■ **GIVEN ENTRIES**
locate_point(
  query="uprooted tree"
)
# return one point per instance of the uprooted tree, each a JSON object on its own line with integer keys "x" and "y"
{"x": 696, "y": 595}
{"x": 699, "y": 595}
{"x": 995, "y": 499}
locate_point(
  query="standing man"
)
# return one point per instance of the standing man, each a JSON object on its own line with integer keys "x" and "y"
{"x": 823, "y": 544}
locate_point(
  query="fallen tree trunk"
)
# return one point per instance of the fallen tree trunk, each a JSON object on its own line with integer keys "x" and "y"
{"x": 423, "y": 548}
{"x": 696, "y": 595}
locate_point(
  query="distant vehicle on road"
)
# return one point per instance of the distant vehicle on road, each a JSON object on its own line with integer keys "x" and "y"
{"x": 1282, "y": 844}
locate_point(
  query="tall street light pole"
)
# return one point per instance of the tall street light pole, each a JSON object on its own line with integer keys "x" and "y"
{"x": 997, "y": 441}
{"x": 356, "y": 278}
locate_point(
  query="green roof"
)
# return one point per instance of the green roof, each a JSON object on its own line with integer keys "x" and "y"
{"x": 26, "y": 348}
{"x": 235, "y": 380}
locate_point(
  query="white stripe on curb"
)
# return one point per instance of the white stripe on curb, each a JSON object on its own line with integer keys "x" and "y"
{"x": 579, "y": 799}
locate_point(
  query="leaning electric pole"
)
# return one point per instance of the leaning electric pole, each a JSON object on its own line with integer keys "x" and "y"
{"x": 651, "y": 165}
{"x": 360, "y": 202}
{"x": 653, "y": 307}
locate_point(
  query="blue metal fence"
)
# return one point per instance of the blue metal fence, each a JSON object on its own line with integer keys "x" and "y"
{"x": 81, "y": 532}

■ **EXERCISE GOAL**
Reproduce each line in the listing above that mentions the string "query".

■ **ANSWER TO THE PROBLEM**
  query="uprooted tree"
  query="standing man"
  query="fallen tree trunk"
  query="distant vehicle on road"
  query="tall street light pole"
  query="green roof"
  query="white stripe on curb"
  query="leaning electric pole"
  query="blue metal fence"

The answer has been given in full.